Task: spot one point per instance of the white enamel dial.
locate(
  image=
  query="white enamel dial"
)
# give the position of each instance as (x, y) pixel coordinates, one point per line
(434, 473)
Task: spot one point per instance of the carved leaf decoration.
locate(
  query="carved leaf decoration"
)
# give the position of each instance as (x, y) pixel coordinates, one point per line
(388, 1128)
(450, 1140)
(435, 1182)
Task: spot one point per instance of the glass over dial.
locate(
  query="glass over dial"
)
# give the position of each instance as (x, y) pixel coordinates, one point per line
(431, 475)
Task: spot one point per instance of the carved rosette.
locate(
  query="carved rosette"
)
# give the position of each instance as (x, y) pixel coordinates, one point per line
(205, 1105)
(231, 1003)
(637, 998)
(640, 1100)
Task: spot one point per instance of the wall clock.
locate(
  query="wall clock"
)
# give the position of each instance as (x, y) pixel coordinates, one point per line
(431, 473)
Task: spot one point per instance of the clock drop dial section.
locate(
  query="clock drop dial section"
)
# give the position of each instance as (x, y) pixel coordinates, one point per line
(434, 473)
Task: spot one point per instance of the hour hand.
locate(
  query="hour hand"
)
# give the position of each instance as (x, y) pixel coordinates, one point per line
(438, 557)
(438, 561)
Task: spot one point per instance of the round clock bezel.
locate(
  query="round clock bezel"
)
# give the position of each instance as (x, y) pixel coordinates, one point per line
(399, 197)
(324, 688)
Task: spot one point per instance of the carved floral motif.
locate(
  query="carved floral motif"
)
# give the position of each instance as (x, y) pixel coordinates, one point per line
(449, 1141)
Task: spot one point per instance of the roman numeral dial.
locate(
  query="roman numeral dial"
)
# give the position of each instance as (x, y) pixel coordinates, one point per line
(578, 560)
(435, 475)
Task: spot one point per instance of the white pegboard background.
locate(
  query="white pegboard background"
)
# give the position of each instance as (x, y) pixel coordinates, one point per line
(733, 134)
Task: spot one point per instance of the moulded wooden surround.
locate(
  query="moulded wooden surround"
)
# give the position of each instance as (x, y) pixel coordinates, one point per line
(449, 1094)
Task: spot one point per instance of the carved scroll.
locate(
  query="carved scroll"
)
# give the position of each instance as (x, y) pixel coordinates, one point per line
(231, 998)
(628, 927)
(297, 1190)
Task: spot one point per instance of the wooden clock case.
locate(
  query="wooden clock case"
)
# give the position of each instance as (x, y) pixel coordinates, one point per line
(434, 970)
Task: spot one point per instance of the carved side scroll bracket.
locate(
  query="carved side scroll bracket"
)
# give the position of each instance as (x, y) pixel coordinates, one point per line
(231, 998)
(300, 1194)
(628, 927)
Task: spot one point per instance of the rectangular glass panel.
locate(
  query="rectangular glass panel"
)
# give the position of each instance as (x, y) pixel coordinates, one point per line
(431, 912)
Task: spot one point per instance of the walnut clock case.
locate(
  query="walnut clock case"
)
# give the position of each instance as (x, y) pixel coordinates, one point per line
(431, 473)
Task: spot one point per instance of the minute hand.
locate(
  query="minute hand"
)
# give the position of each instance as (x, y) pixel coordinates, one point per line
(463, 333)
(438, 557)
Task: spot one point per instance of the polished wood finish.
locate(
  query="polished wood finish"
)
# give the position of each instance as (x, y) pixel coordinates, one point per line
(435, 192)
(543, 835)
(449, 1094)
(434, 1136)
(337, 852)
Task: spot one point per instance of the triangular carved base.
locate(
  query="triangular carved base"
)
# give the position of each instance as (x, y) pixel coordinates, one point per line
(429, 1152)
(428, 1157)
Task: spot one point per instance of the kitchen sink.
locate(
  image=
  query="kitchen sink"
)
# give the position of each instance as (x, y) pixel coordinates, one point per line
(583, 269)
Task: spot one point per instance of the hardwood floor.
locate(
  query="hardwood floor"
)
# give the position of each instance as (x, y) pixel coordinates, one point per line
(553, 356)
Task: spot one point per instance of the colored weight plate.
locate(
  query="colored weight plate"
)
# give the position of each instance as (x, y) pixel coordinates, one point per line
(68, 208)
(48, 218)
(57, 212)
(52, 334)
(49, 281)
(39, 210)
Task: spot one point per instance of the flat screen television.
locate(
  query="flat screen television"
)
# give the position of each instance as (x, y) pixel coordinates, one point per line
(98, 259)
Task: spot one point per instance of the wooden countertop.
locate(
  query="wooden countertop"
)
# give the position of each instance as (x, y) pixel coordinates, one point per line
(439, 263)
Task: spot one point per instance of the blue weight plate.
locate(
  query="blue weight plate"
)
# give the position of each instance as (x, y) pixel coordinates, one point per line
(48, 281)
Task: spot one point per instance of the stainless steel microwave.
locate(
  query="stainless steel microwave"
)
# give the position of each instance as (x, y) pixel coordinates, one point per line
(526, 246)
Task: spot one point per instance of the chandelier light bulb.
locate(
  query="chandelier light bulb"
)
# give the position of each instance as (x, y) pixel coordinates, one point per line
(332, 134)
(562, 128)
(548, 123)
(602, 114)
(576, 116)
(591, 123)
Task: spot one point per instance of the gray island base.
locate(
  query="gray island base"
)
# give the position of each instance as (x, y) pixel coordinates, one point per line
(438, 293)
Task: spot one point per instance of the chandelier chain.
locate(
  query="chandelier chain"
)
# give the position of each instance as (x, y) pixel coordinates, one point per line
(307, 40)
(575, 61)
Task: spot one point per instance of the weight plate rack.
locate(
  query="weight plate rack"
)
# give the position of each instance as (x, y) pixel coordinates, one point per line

==============================

**EXERCISE BRIEF:**
Repeat every entry exactly as written above.

**SOLVED PROBLEM:**
Task: spot one point per instance of the white enamel dial.
locate(
  image=
  query="white enamel dial"
)
# give the position of each instance as (x, y) pixel coordinates, one point per line
(434, 473)
Task: spot one point per instance of the carved leaf decoration.
locate(
  query="carved leaf decoration"
)
# give the position of each instance as (x, y) pixel coordinates, one point per line
(388, 1128)
(450, 1140)
(435, 1182)
Task: spot one point per instance of the glass over dial.
locate(
  query="glass over dial"
)
# give the position of each instance as (x, y) pixel coordinates, one point per line
(431, 475)
Task: spot one point per instance of the carved rosette.
locate(
  query="carved rosette"
)
# give the position of each instance as (x, y) pixel coordinates, one point per line
(205, 1105)
(231, 1003)
(637, 998)
(640, 1100)
Task: spot one point per instance of the wall clock.
locate(
  query="wall clock"
)
# give the position of each instance as (x, y) pixel coordinates, one point per line
(431, 473)
Task: spot one point per instance of the clock drop dial section.
locate(
  query="clock drop dial section"
)
# give the position of each instance as (x, y) pixel coordinates, one point per line
(434, 473)
Task: spot one point per instance of the hour hand.
locate(
  query="hour hand"
)
# give the position of each instance as (x, y) pixel coordinates, one point per line
(438, 557)
(438, 561)
Task: spot one point per instance of the round clock bezel.
locate(
  query="round clock bezel"
)
# give the position of each instance as (x, y) pixel coordinates, one point per line
(399, 197)
(324, 688)
Task: spot one point per instance of the carved floral motif.
locate(
  query="carved floral motif"
)
# give the position of each instance as (x, y) pixel coordinates, one point per line
(449, 1141)
Task: spot one point per instance of the roman numeral dial.
locate(
  query="roman numeral dial"
)
# give the position of each instance as (x, y) pixel coordinates, one point per line
(578, 560)
(435, 475)
Task: spot one point per instance of the white pegboard background.
locate(
  query="white pegboard background"
)
# give the position of each instance as (x, y) pixel coordinates, one point per line
(733, 134)
Task: spot one point per instance of the moulded wooden surround.
locate(
  query="moulded wooden surround"
)
# give the position of each instance as (x, y) pixel coordinates, one point per line
(449, 1094)
Task: spot one point per instance of the carved scroll.
locate(
  query="carved scroll"
)
# give the position of each instance as (x, y) pixel coordinates, one point per line
(231, 998)
(628, 927)
(297, 1190)
Task: spot one point per instance of the wooden clock case.
locate(
  query="wooden clock case"
)
# give the position of each instance as (x, y) pixel coordinates, one point per line
(434, 970)
Task: spot one point per instance of the carved side scroll bracket.
locate(
  query="carved side scroll bracket"
)
# give the position of each instance as (x, y) pixel coordinates, one point per line
(231, 998)
(300, 1194)
(628, 927)
Task: spot one point per instance of the rectangular glass panel.
locate(
  query="rectangular glass panel"
)
# give the position of each instance as (x, y) pixel coordinates, one point per line
(431, 912)
Task: spot one point per instance of the walnut clock case.
locate(
  query="walnut clock case"
)
# give the position of each instance as (x, y) pixel coordinates, one point per line
(431, 473)
Task: spot one point per instance of the minute hand.
locate(
  query="minute hand"
)
# give the position of each instance as (x, y) pixel coordinates, one point per line
(463, 333)
(438, 557)
Task: spot one point per instance of the polished wood finish.
locate(
  query="polished wood finish"
)
# give the position of each instance as (x, y) pixel coordinates, one point per line
(435, 192)
(543, 835)
(449, 1094)
(434, 1136)
(337, 852)
Task: spot one point per instance of the triangular carved base.
locate(
  query="triangular carved base"
)
# give the position of each instance as (x, y) pixel coordinates, one point per line
(429, 1152)
(428, 1157)
Task: spot one point per instance of the kitchen sink.
locate(
  image=
  query="kitchen sink"
)
# give the position of each instance as (x, y) pixel coordinates, one point per line
(583, 269)
Task: spot one point per instance of the hardwood floor.
locate(
  query="hardwood floor"
)
# give the position of each instance as (x, y) pixel coordinates, one point per line
(553, 356)
Task: spot one point per instance of the colored weight plate.
locate(
  query="colored weight plate"
)
# give the position of each instance as (x, y) pixel coordinates, one point per line
(68, 208)
(48, 218)
(57, 212)
(52, 334)
(49, 281)
(39, 210)
Task: spot one point per instance of the flat screen television.
locate(
  query="flat screen television"
)
# give the position of each instance as (x, y) pixel coordinates, one point per line
(98, 259)
Task: spot one point per instance of the wooden countertop.
locate(
  query="wooden countertop"
)
# give the position of each instance as (x, y) pixel coordinates, one point per line
(439, 263)
Task: spot one point per instance of the blue weight plate.
locate(
  query="blue weight plate"
)
# give the position of each instance as (x, y) pixel coordinates, one point per line
(48, 281)
Task: spot one point per instance of the stainless steel microwave.
locate(
  query="stainless steel microwave"
)
# give the position of each instance as (x, y) pixel coordinates, one point per line
(526, 246)
Task: spot one point per instance of the chandelier light bulb.
locate(
  query="chandelier light bulb"
)
# give the position of each instance as (x, y) pixel coordinates, one point per line
(332, 134)
(562, 128)
(548, 123)
(602, 114)
(576, 116)
(591, 123)
Task: spot one point per instance of the gray island base.
locate(
  query="gray island base"
)
# give the position of each instance as (x, y) pixel coordinates, one point per line
(438, 293)
Task: spot one point per instance of the chandelier chain.
locate(
  query="chandelier chain"
)
# give the position of each instance as (x, y) pixel coordinates, one point per line
(307, 40)
(575, 61)
Task: spot one point per instance of the weight plate rack.
locate(
  query="weight plate rack"
)
# give the position of each instance as (x, y) pixel coordinates, one point per line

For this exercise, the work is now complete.